╭─ Supplied records

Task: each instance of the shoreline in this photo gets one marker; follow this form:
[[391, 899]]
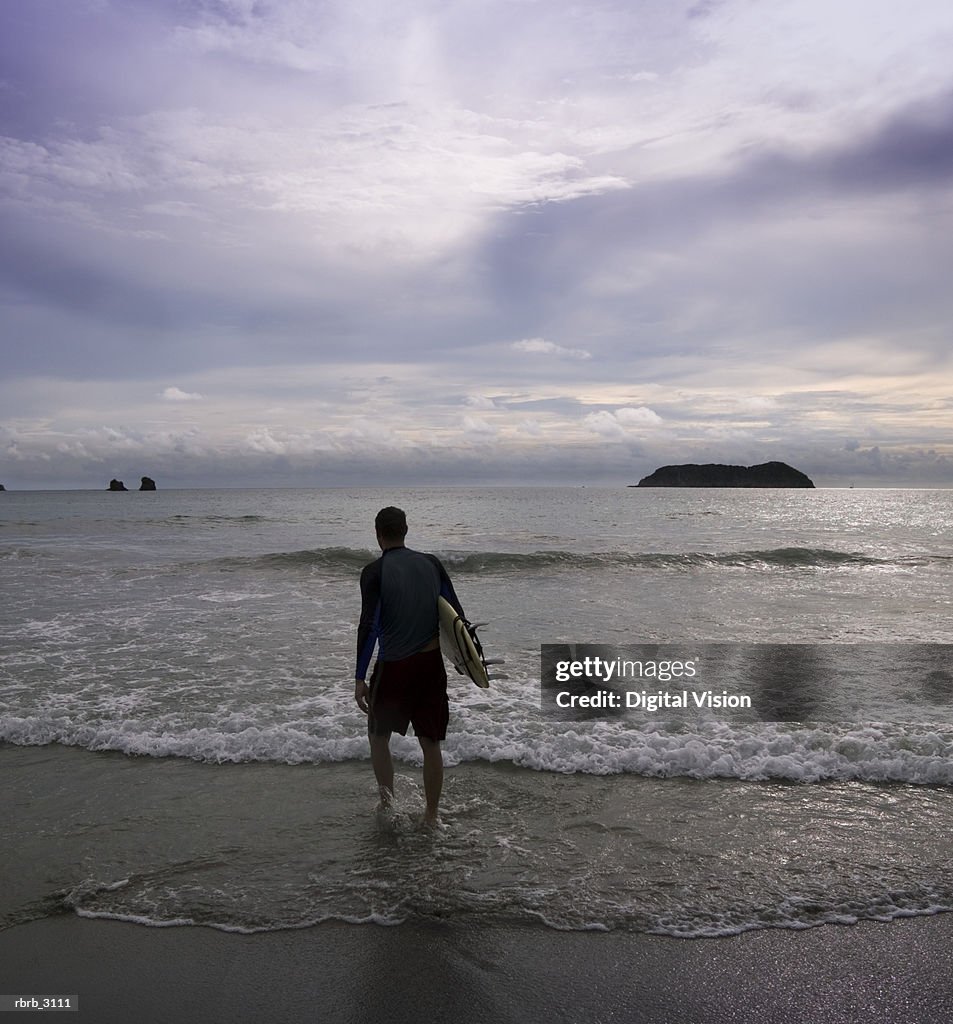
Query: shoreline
[[899, 972]]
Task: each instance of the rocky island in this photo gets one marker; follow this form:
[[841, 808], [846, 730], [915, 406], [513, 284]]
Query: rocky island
[[767, 474]]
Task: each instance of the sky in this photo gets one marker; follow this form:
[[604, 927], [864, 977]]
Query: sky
[[356, 242]]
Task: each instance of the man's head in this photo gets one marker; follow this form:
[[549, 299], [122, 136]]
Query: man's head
[[391, 524]]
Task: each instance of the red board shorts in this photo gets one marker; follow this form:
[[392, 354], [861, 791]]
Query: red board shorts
[[412, 691]]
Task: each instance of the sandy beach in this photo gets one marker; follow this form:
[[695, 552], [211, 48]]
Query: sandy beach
[[900, 973]]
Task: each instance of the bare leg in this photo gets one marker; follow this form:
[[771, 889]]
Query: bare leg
[[383, 768], [433, 776]]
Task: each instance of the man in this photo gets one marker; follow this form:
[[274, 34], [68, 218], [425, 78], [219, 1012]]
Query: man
[[398, 611]]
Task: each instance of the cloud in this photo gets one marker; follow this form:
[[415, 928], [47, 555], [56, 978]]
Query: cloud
[[640, 417], [177, 394], [479, 401], [543, 347]]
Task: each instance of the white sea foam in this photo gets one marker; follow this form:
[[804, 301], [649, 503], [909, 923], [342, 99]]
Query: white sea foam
[[887, 753]]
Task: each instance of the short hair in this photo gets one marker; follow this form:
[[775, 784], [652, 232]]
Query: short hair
[[391, 523]]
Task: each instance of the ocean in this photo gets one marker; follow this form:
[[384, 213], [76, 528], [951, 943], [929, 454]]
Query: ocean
[[180, 745]]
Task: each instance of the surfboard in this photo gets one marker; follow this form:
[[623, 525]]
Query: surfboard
[[460, 644]]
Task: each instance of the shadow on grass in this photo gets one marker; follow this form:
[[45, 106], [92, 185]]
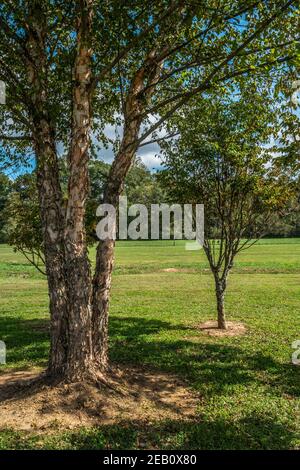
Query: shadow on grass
[[26, 340]]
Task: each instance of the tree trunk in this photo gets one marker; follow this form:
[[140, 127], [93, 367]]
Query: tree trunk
[[50, 196], [220, 293], [79, 363], [139, 93]]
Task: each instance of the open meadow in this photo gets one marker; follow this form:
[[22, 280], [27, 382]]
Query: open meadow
[[247, 386]]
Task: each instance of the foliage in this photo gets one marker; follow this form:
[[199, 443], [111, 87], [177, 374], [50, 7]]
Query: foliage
[[5, 189]]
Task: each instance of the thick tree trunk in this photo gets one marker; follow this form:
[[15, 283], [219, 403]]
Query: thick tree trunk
[[67, 264], [52, 220], [105, 250], [50, 196], [79, 363], [220, 294]]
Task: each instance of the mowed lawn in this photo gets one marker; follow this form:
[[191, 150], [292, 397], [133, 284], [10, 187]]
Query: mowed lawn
[[249, 389]]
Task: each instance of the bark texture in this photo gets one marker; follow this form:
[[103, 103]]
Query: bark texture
[[220, 286], [50, 196], [78, 273]]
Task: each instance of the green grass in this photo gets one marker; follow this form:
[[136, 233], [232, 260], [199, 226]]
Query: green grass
[[250, 390]]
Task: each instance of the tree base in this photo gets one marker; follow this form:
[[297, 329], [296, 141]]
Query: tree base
[[132, 394]]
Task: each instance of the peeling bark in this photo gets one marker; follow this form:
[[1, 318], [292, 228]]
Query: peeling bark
[[77, 265], [50, 196]]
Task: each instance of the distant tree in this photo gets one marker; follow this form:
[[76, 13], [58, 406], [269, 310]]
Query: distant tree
[[219, 160], [70, 68]]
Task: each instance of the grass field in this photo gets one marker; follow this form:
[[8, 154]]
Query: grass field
[[248, 386]]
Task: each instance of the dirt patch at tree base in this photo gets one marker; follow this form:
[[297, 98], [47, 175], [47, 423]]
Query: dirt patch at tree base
[[28, 404], [233, 328]]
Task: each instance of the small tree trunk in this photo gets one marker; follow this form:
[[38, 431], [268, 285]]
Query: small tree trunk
[[220, 293], [101, 296], [105, 251]]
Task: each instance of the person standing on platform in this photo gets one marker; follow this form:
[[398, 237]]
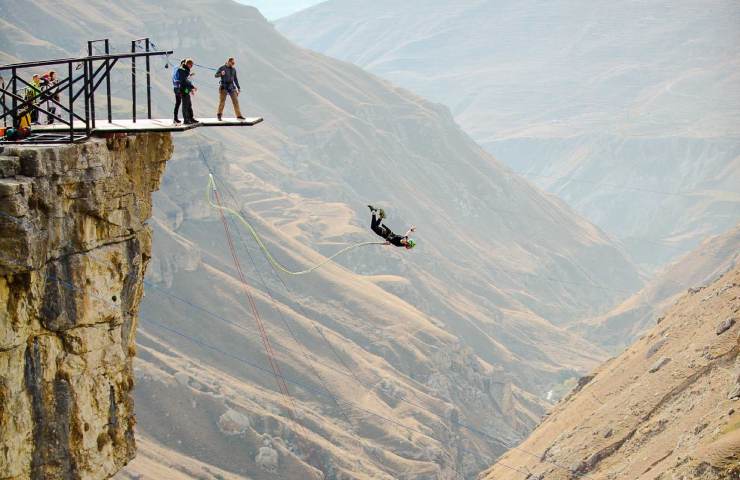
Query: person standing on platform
[[50, 94], [186, 90], [176, 89], [32, 93], [229, 85]]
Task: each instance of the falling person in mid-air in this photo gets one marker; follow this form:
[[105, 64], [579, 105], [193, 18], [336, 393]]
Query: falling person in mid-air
[[390, 238]]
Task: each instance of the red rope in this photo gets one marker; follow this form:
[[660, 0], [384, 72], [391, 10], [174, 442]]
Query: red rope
[[274, 366]]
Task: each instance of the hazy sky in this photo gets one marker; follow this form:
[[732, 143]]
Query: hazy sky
[[274, 9]]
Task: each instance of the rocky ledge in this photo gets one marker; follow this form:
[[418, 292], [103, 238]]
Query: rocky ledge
[[74, 247]]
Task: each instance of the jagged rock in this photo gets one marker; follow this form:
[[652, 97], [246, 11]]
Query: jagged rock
[[9, 166], [725, 325], [75, 247], [232, 422], [659, 364], [267, 457], [734, 390]]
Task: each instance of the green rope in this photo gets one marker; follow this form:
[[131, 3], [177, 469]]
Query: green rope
[[258, 239]]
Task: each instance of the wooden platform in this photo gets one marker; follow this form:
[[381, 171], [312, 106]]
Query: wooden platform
[[146, 125]]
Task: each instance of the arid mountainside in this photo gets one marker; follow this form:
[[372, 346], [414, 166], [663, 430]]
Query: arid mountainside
[[666, 408], [74, 247], [420, 364], [630, 115], [623, 324]]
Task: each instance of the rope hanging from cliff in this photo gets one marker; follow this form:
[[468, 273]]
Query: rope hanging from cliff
[[261, 244], [271, 357]]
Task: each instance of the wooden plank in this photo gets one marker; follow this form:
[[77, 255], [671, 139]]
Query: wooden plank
[[146, 125], [230, 122]]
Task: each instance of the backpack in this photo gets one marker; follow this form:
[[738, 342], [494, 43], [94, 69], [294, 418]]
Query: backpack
[[175, 79]]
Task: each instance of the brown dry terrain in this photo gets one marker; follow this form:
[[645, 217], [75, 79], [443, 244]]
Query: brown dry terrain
[[622, 325], [664, 409], [630, 115]]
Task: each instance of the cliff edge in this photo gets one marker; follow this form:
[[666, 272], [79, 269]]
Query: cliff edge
[[74, 248]]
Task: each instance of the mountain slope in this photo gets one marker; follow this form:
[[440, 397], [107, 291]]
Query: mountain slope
[[471, 322], [665, 408], [623, 324], [629, 115]]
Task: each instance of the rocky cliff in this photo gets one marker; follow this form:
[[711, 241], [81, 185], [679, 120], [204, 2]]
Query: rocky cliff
[[667, 408], [74, 247]]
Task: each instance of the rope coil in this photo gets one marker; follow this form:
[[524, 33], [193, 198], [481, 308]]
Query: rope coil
[[261, 244]]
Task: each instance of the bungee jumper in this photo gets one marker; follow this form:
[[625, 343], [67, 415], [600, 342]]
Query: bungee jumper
[[386, 233], [211, 190]]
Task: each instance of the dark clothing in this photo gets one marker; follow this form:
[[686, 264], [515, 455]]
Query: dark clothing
[[187, 108], [229, 79], [178, 101], [385, 232], [183, 79], [186, 87]]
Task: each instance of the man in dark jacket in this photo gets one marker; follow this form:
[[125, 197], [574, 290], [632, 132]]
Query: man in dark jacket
[[386, 233], [186, 89], [176, 89], [229, 85]]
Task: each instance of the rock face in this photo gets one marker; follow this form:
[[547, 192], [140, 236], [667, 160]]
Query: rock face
[[675, 420], [73, 251]]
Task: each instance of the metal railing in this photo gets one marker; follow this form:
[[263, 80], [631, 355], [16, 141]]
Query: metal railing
[[16, 104]]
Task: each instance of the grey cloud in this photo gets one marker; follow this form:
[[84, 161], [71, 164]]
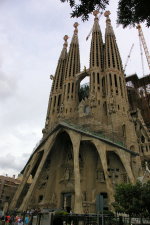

╰─

Task - Reproduce every one of the records above verbatim, line for line, omitting the pictures.

Solution for this problem -
Task: each instance of the shoreline in this photo gets one marker; follow this form:
[[391, 899]]
Query: shoreline
[[899, 972]]
Task: each instance of the rocky island in this photo gets one marker; follow this form:
[[841, 808], [846, 730], [915, 406], [513, 284]]
Query: rocky island
[[767, 474]]
Task: each instance of the sky in this photo gets one marker; follow this form:
[[604, 927], [864, 977]]
Query: sky
[[356, 242]]
Task: each instance of the man's head in this photo gets one marker; follow this form:
[[549, 299], [122, 136]]
Query: man's head
[[391, 524]]
Task: each instance of the red board shorts in this photo gets one marker; follow this form:
[[392, 354], [861, 791]]
Query: red board shorts
[[412, 691]]
Task: each instance of the sandy beach in this photo gets one marker; follow this form:
[[695, 552], [211, 48]]
Query: sandy beach
[[900, 973]]
Task: each instance of the bare leg in this photo gets one marker; follow this form:
[[771, 889]]
Query: bare leg
[[383, 768], [433, 776]]
Task: each instance of the man in this photo gets one marker; follow this form:
[[274, 34], [68, 218], [425, 78], [219, 1012]]
Query: man
[[398, 611]]
Task: each instance of the cloud in this photo gets one marker; follow this form:
[[415, 928], [47, 555], [56, 978]]
Query: cloud
[[640, 417], [177, 394], [479, 401], [543, 347]]
Task: each instance of the white sea foam in this photo gets one marker; follow this form:
[[804, 301], [649, 503], [909, 923], [342, 99]]
Query: white sea foam
[[887, 753]]
Task: each instance of the short hair in this photo gets one marker; follow this form:
[[775, 784], [652, 232]]
Query: short hair
[[391, 523]]
Task: each instance of the ocean in this photo gets one marker; follow this form:
[[384, 213], [76, 528], [951, 943], [929, 454]]
Query: ocean
[[180, 745]]
Task: each instance of the surfboard in this photo gets one marker; follow this form:
[[623, 525]]
Query: surfboard
[[460, 644]]
Task: each instance of the shadow on grass in this photo gets one marker; follow this form:
[[45, 106], [92, 185]]
Query: shadow on grass
[[26, 340]]
Task: each instance of the tree trunk in this photo gets one marker; follow this form:
[[140, 127], [93, 367]]
Query: tree trunk
[[50, 196], [220, 293], [79, 363], [139, 93]]
Task: each instance of the open meadow in this photo gets one marker; follow this form:
[[22, 280], [27, 382]]
Query: open meadow
[[247, 386]]
Task: each instance of the foliage in this photo gets one marker; follow this form:
[[199, 443], [111, 87], [177, 374], [50, 7]]
Query: foliage
[[5, 189]]
Task: each instance of the thick tree trunk in this photo gets one marker; follow this form:
[[15, 283], [219, 403]]
Query: thick tree trunk
[[67, 264], [52, 220], [105, 250], [50, 196], [79, 363], [220, 294]]
Task: each instance of the mowed lawn in this photo gets one marker; follow this form:
[[191, 150], [292, 397], [133, 284], [10, 187]]
Query: mowed lawn
[[249, 389]]
Task: each instance of the bark texture in this photo gets one marker; follow this form:
[[103, 103]]
Query: bark texture
[[220, 286], [50, 196], [78, 273]]
Task: each instance of the green grass in this photo gets one marker; follow this form:
[[136, 233], [232, 260], [199, 226]]
Query: green grass
[[250, 390]]
Task: each instance of the tree base in this photo gets one marker; follow this form:
[[297, 329], [296, 141]]
Query: tree base
[[132, 394]]
Task: each instance of the peeling bark in this photo gets one marker; follow this form:
[[1, 318], [292, 228]]
Query: peeling bark
[[77, 265], [50, 196]]
Task: each instance of the distant tree in this photo gets one marker; follow this form:
[[76, 13], [58, 406], [269, 310]]
Query: distant tree
[[219, 160], [70, 68]]
Task: each instance of the grass field in this photo gets one marker; follow this form:
[[8, 154]]
Query: grass field
[[248, 386]]
Task: each instance of the dirt patch at tree base in this photo gets one marker; follow this form:
[[297, 98], [47, 175], [47, 423]]
Query: dirt patch at tree base
[[28, 404], [233, 328]]
Task: each instance of the small tree trunk in this photo gets one marker; follow this form:
[[38, 431], [268, 285]]
Query: small tree trunk
[[220, 293], [101, 296], [105, 251]]
Task: each instance of the person standing on platform in this photo gets one marker; follow this form:
[[398, 237]]
Query: person standing on platform
[[50, 94], [186, 90], [176, 89], [32, 93], [229, 85]]
Task: each instance of the falling person in mid-air in this photo gets one marker; follow this form:
[[105, 64], [579, 105], [193, 18], [336, 393]]
Query: falling person in mid-air
[[390, 238]]
Task: each instance of the red rope in this photo gets one marker; follow this form:
[[660, 0], [384, 72], [391, 10], [174, 442]]
Query: red rope
[[274, 366]]
Task: each instance of the hazy sky in this photo gets one marker; follow this form:
[[732, 143]]
Query: hazy sky
[[274, 9]]
Task: each instance of the rocky ledge in this photo gets one marker; follow this form:
[[418, 292], [103, 238]]
Query: rocky ledge
[[74, 247]]
Task: each instance of the jagged rock in this photo gets one marker; follow this form:
[[652, 97], [246, 11]]
Query: jagged rock
[[9, 166], [725, 325], [75, 247], [232, 422], [659, 364], [267, 457], [734, 390]]
Task: each instance of the green rope in this photo gets one marker; follow this form:
[[131, 3], [177, 469]]
Query: green rope
[[258, 239]]
Task: each instance of the wooden platform in this photo gets one marker; follow this form:
[[381, 171], [312, 106]]
Query: wooden platform
[[146, 125]]
Task: each instance of the arid mountainside in this photo gets one marker; follow this form:
[[372, 346], [414, 166], [663, 430]]
Query: arid mountainside
[[666, 408], [74, 247], [420, 364], [630, 115], [623, 324]]
Task: each instance of the rope hanging from cliff in this photo gets one marker; follow this form:
[[468, 273]]
Query: rope hanging from cliff
[[261, 244], [271, 357]]
Task: each instance of the wooden plank in this photo gets one marker; follow this form:
[[77, 255], [671, 139]]
Query: wooden plank
[[146, 125], [230, 122]]
Task: each instance of the backpack in this photo gets one marker; follow this form:
[[738, 342], [494, 43], [94, 69], [294, 418]]
Query: backpack
[[175, 79]]
Task: each instance of the brown dry terrain in this photo gets one marker; follow this form:
[[645, 217], [75, 79], [443, 244]]
Query: brown dry terrain
[[622, 325], [664, 409], [630, 115]]
Task: each instance of the cliff edge in this photo gets one marker; follow this form:
[[666, 272], [79, 269]]
Query: cliff edge
[[74, 248]]
Task: each instance of the mountain slope in this photo gets one marker; follow this form:
[[440, 397], [107, 291]]
Query: mountain slope
[[471, 322], [665, 408], [623, 324], [629, 115]]
Task: each instance of the rocky cliff in this photo gets one marker; follow this form:
[[711, 241], [81, 185], [679, 120], [204, 2]]
Query: rocky cliff
[[667, 408], [74, 247]]
Task: each instance of the rope coil in this photo gets one marker; follow this form:
[[524, 33], [193, 198], [481, 308]]
Query: rope coil
[[261, 244]]
Task: each instance of the bungee jumper in this photo gets one marker; follow this form:
[[625, 343], [67, 415], [600, 342]]
Query: bungee jumper
[[386, 233], [211, 190]]
Task: each instance of the dark clothing in this photo gets one marker; follow this form:
[[686, 264], [515, 455]]
Query: dark clothing
[[187, 108], [229, 79], [178, 101], [385, 232], [183, 79], [186, 87]]
Task: each instance of the man in dark jacket in this photo gets one marker; follow this form:
[[125, 197], [574, 290], [632, 132]]
Query: man in dark jacket
[[386, 233], [186, 89], [176, 89], [229, 85]]
Task: each instance of the rock face in this photo gets one marker; follow this form:
[[547, 192], [140, 236], [667, 160]]
Query: rock face
[[675, 420], [73, 251]]
Task: each instance of the metal railing in this photo gets one marker; follow this form:
[[263, 80], [631, 355], [16, 141]]
Query: metal railing
[[16, 104]]
Task: each instance of the grey cloud in this photo gets one marker; follow this form:
[[84, 161], [71, 164]]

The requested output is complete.